▸ What is needed
Rewrite the passage on types of female hair loss from "Alopecia Areata Universalis- The" to "over the scalp.", changing "puberty" to "adolescence".

▸ Supplied passage
While every woman loses their hair in different ways and in different stages, there are a number of types of medically recognized alopecia that have been classified. These are merely categories to help us understand the broad umbrella that is Female Hair Loss.
Alopecia Areata- The most common variation of all the autoimmune diseases. The hair loss presents itself in round smooth patches of various sizes. Considered an autoimmune disease, in which the immune system designed to protect the body from foreign invaders such as viruses and bacteria, mistakenly attacks the hair follicles. (US Department of Health and Human Services) Re-growth may occur without treatment or even after many years, however it is common for those with areata to go through stages of hair regrowth, even full re-growth, only to face losing the hair all over again. Most often areata begins in childhood, however it can happen later in life. This cycle of re-growth and loss and the unknown makes those living with areata doubly devastating. Hair Falls out in small, round patches ranging in size. It is common that once you discover a patch and are diagnosed by a doctor, the individual loses his/her hair in a short period of time, even as quickly as three weeks.
Alopecia Areata Totalis- The 2nd form of alopecia areata, Totalis is the total loss of hair on head.
Alopecia Areata Universalis- The third type of areata, Unversalis is the full loss of hair on the head, face, and body, including eyebrows and eyelashes.
Androgenetica Alopecia or Female Pattern Hair Loss- the most common type of hair loss seen in women, known to be caused by an inherited gene. It’s onset occurs at puberty in genetically predisposed individuals. Some in the medical world distinguish Androgenetica from FPHL, however both are believed to have a genetic background influenced by hormonal imbalances. (Walker, Bald No More) Genetic hair loss can come from either parents side of the family.
The hair loss begins as thinning predominantly around the crown of the head and in cases, diffuse thinning all over the scalp.
Psychological Effects: No matter how the loss occurs, either quickly from Areata or more gradually from Female Pattern Hair Loss, living with less or no hair in this society raises many of the same issues for us: isolation, depression, low-self esteem, intimacy, trust, and shame.

▸ Excerpted records
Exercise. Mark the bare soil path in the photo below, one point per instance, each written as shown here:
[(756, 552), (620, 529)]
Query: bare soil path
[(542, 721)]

==

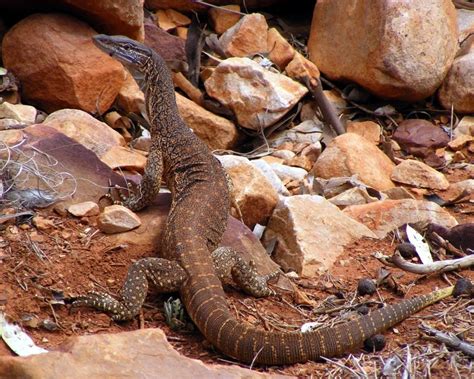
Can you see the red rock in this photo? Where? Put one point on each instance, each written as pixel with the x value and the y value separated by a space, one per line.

▸ Answer box
Alopecia Areata Universalis- The third type of areata, Unversalis is the full loss of hair on the head, face, and body, including eyebrows and eyelashes.
Androgenetica Alopecia or Female Pattern Hair Loss- the most common type of hair loss seen in women, known to be caused by an inherited gene. It’s onset occurs at adolescence in genetically predisposed individuals. Some in the medical world distinguish Androgenetica from FPHL, however both are believed to have a genetic background influenced by hormonal imbalances. (Walker, Bald No More) Genetic hair loss can come from either parents side of the family.
The hair loss begins as thinning predominantly around the crown of the head and in cases, diffuse thinning all over the scalp.